■ 节选内容
--------------------------------------------------

Calibre插件开发

16,487

2021-12-18 15:24

643 字

8 分钟

Calibre插件开发

最近在使用calibre-web管理电子书，不过很多时候还是需要用到Calibre桌面版软件，批量管理，编辑电子书等功能，在calibre-web上已经使用calibre-web-douban-api搜素豆瓣元数据，但是桌面版Calibre软件缺没有办法使用，不过calibre可以使用插件，而且是使用python开发，因此可以把calibre-web-douban-api改造一下包装成calibre插件，简单元数据插件还是比较容易的

参考文档

https://manual.calibre-ebook.com/creating_plugins.html#pluginstutorial

首先本地已经安装了calibre软件

基本插件开发

开发HelloWorld插件

新建Python工程文件夹

新建__init__.py，名字必须是这个。

参考HelloWorld，这个插件是文件类型插件，继承FileTypePlugin：

from calibre.customize import FileTypePlugin

class HelloWorld(FileTypePlugin):

    name                = 'Hello World Plugin' # Name of the plugin
    description         = 'Set the publisher to Hello World for all new conversions'
    supported_platforms = ['windows', 'osx', 'linux'] # Platforms this plugin will run on
    author              = 'Acme Inc.' # The author of this plugin
    version             = (1, 0, 0)   # The version number of this plugin
    file_types          = set(['epub', 'mobi']) # The file types that this plugin will be applied to
    on_postprocess      = True # Run this plugin after conversion is complete
    minimum_calibre_version = (0, 7, 53)

--------------------------------------------------

■ 提取资料
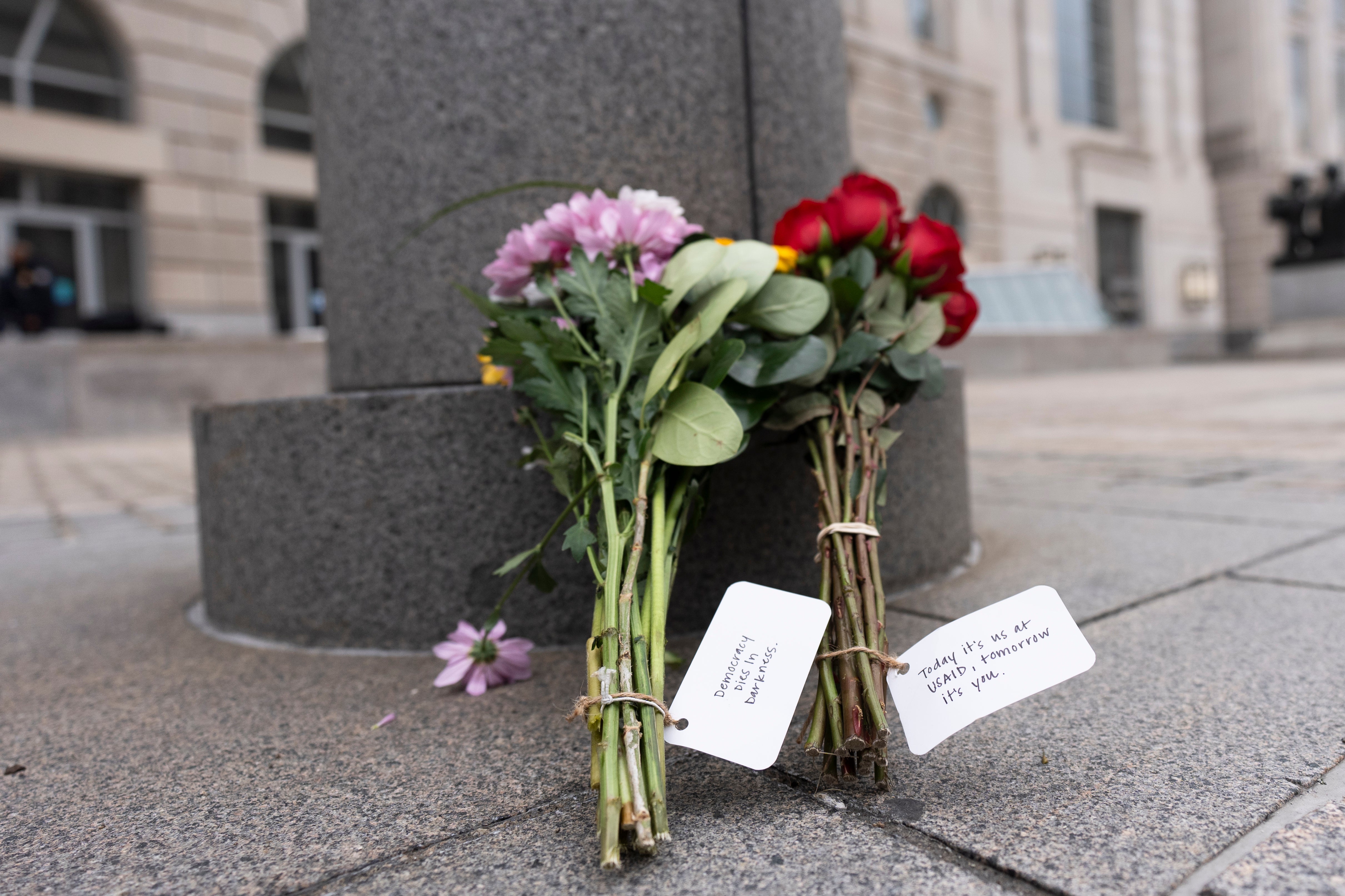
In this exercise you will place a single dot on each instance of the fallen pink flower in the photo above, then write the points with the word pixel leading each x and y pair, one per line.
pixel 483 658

--------------------------------------------------

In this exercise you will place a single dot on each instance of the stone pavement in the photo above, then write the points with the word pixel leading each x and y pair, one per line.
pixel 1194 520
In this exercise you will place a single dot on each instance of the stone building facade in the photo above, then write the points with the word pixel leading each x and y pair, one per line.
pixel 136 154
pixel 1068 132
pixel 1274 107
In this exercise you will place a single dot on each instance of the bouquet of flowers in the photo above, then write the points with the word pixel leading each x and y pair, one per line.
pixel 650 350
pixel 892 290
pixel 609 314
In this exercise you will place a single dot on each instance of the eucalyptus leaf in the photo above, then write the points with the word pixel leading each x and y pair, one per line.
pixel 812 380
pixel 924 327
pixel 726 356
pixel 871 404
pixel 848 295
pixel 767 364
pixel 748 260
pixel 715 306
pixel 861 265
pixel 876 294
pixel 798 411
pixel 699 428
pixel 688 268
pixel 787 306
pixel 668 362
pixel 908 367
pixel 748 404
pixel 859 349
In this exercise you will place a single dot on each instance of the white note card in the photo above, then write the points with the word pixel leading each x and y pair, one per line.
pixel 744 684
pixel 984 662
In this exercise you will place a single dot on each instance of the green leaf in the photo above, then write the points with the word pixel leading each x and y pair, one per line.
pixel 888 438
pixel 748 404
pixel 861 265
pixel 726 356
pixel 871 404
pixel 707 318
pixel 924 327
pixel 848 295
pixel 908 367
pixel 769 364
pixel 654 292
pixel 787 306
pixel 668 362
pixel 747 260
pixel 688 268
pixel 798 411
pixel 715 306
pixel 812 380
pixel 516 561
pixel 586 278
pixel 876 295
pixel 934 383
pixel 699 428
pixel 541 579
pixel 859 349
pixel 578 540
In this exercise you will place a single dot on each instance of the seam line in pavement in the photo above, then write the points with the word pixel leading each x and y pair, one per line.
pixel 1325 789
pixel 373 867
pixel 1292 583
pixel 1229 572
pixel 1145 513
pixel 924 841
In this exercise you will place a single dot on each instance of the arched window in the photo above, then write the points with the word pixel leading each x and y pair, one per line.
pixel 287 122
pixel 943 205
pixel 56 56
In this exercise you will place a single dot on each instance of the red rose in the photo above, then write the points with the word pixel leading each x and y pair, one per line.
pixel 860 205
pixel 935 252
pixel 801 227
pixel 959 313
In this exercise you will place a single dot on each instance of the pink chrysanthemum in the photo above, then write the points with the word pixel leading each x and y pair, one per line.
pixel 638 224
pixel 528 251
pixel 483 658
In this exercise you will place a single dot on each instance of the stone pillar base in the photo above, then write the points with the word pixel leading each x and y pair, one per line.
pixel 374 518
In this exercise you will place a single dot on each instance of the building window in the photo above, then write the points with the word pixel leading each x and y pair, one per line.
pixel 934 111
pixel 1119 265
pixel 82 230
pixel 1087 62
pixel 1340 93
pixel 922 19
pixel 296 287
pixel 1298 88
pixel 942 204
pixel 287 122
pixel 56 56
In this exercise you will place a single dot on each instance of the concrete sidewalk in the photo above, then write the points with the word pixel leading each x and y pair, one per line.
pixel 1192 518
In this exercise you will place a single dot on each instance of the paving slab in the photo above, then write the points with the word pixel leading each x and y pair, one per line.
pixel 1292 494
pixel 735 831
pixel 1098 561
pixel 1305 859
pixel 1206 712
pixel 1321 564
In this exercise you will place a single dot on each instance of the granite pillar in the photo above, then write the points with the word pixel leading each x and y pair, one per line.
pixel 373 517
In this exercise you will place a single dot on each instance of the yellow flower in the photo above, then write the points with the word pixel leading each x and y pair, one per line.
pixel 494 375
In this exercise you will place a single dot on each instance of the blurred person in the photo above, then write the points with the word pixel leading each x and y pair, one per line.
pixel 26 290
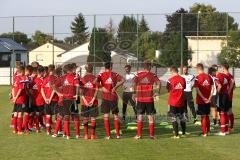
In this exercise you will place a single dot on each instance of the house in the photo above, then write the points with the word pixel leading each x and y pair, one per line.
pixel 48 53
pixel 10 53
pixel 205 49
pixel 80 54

--------------------------------------------------

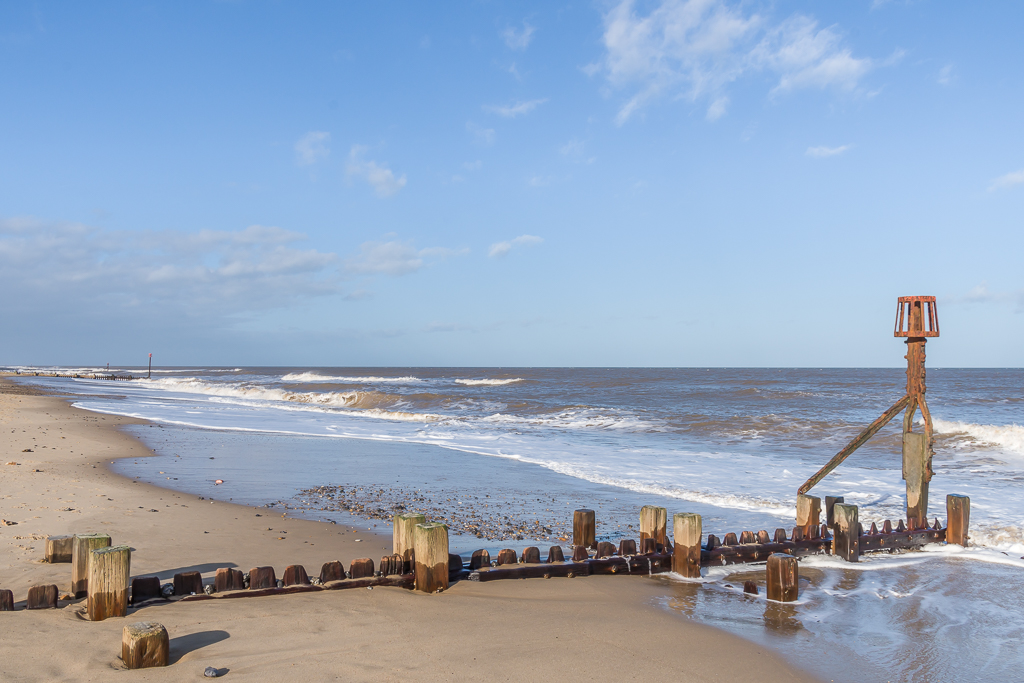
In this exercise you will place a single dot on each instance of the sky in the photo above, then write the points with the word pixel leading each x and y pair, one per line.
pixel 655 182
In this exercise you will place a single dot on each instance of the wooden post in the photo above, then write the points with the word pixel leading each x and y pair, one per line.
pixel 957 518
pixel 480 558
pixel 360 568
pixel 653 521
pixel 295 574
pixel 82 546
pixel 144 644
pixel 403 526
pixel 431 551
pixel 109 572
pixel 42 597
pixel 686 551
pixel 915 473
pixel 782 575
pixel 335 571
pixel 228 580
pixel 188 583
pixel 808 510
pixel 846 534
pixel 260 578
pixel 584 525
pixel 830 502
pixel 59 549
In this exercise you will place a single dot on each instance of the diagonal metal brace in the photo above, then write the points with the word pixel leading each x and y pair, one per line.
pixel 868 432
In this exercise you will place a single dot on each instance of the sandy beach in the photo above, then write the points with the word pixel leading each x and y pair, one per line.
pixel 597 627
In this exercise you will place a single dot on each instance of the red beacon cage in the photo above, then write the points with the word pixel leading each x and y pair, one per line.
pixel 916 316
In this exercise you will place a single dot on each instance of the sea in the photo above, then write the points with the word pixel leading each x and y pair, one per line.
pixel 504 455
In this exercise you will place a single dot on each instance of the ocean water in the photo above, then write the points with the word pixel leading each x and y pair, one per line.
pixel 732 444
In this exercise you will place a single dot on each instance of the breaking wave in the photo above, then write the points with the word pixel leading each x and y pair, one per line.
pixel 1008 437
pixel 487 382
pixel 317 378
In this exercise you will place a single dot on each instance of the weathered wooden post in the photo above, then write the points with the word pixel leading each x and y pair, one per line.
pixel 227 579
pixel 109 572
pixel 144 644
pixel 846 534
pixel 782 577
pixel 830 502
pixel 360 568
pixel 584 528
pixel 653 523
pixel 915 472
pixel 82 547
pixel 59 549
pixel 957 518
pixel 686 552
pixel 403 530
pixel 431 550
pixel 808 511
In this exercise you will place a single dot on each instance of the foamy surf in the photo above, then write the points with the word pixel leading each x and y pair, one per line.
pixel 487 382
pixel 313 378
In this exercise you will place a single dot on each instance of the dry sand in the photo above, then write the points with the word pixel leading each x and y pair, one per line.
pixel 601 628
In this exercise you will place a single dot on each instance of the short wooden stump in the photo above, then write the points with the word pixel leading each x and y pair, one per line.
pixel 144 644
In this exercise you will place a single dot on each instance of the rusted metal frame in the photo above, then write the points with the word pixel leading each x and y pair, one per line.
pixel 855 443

--------------------------------------------------

■ 任务
能把Calibre插件开发一文中从“参考HelloWorld，这”到“minimum_calibre_version = (0, 7, 53)”的文字一字不差地打印出来吗？

■ 参考答案
参考HelloWorld，这个插件是文件类型插件，继承FileTypePlugin：

from calibre.customize import FileTypePlugin

class HelloWorld(FileTypePlugin):

    name                = 'Hello World Plugin' # Name of the plugin
    description         = 'Set the publisher to Hello World for all new conversions'
    supported_platforms = ['windows', 'osx', 'linux'] # Platforms this plugin will run on
    author              = 'Acme Inc.' # The author of this plugin
    version             = (1, 0, 0)   # The version number of this plugin
    file_types          = set(['epub', 'mobi']) # The file types that this plugin will be applied to
    on_postprocess      = True # Run this plugin after conversion is complete
    minimum_calibre_version = (0, 7, 53)